### PROVIDED TEXT
Rating: 5 stars
New York Times bestselling author David Levithan tells the based-on-true-events story of Harry and Craig, two 17-year-olds who are about to take part in a 32-hour marathon of kissing to set a new Guinness World Record—all of which is narrated by a Greek Chorus of the generation of gay men lost to AIDS.
While the two increasingly dehydrated and sleep-deprived boys are locking lips, they become a focal point in the lives of other teen boys dealing with languishing long-term relationships, coming out, navigating gender identity, and falling deeper into the digital rabbit hole of gay hookup sites—all while the kissing former couple tries to figure out their own feelings for each other.
Reviewing “Two Boys Kissing” is hard. There’s so much going on in this book and yet you have to be really careful not to reveal too much, because somehow, there really isn’t all that much going on, either. Sounds weird, I know, but that’s how it felt to me.

### TASK STATEMENT
Continue the review of "Two Boys Kissing" from its last sentence. The rows below the review come from a separate source.

### EXTRACTED RECORDS

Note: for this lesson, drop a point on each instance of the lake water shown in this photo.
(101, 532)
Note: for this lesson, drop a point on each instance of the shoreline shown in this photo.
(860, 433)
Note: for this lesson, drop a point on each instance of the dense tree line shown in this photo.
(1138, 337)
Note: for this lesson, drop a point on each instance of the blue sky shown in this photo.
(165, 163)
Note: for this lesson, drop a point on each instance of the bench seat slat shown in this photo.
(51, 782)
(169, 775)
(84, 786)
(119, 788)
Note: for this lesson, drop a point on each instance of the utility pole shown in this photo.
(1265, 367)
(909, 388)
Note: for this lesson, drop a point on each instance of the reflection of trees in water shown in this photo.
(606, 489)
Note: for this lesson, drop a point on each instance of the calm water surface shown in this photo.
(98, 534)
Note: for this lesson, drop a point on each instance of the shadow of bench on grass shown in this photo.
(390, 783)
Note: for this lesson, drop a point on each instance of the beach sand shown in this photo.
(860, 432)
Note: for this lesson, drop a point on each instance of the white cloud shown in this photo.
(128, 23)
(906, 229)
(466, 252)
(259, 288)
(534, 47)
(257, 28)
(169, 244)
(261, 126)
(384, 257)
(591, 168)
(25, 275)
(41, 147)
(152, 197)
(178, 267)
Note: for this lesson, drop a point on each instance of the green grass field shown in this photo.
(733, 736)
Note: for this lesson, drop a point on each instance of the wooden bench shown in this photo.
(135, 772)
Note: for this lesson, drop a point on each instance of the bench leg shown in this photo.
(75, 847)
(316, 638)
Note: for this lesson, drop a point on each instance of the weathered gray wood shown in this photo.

### ANSWER FOR THE TASK
I will be honest and admit that the first 20 pages were weird. The story is told by a collective “we” (gay men who died of AIDS) to “you” (the gay boys/men of this day and age). Usually, I really don’t like it when an author addresses the reader directly. So it took some getting used to.
And then, on page 20, something made my breath hitch and suddenly, I just couldn’t stop. Just like that, David Levithan had me hooked. Suddenly, the strange pov felt perfectly normal and like the most obvious choice. Something just clicked there and I loved the book.
The tone was both light and dark at the same time. There was the sweet getting-to-know each other of two potential lovers, Avery and Ryan. And then there was Cooper, who felt so lost and alone. Craig and Henry, former lovers, now best friends, trying to have the longest kiss of the world, and trying to figure out their feelings for each other at the same time. Peter and Neil, already a couple and getting a bit lost in every day life. And then, of course, there are the gay men who lead us through the story. All of these characters have an element of lightness and an element of tragedy. I smiled a lot during this book, but I was also deeply moved and came close to grieve at times.
“Two Boys Kissing” only has 196 pages, and yet the author managed to give his seven characters real depth. Other authors struggle with that when they have twice as many pages and only two MCs to introduce. David Levithan really impressed me here. I felt connected to each and everyone. He even managed to make me care about the minor characters in this story.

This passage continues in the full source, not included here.